## Task to carry out
Among the entries below, count the lines that contain the word "wing". Write down only the total.

## Input data

◆ ◆ ◆ ◆

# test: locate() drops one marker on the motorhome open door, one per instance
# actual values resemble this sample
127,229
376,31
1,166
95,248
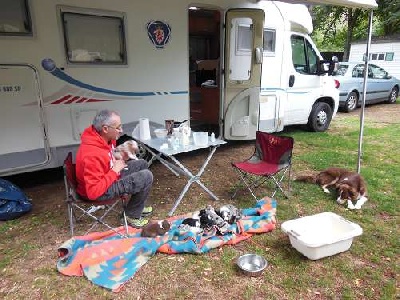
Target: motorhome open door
243,60
24,143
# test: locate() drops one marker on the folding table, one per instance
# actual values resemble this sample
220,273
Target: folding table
163,150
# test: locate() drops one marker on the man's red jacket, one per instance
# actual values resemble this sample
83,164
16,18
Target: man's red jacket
93,165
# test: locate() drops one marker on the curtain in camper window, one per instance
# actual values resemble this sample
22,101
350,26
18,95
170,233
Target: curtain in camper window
15,18
94,39
304,57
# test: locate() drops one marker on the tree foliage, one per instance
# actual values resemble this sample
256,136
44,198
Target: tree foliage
336,27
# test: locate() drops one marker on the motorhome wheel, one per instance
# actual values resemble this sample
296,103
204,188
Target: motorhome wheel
320,117
393,95
351,102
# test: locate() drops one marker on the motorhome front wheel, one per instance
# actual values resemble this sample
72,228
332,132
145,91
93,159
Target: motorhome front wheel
320,117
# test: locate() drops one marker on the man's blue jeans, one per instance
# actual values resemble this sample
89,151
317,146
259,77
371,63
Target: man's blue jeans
136,180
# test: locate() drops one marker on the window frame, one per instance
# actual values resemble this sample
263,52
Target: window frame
103,15
265,51
306,45
27,21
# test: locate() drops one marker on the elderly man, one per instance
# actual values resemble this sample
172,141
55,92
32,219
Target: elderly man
101,177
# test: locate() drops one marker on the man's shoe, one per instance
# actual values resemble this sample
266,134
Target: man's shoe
136,223
147,210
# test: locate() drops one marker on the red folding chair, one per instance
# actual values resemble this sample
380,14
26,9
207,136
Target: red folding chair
271,160
94,210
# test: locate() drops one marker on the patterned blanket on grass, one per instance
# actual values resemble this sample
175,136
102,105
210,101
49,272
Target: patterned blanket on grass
109,260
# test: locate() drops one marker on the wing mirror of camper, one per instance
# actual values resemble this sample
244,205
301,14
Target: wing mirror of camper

◆ ◆ ◆ ◆

## Solved exercise
2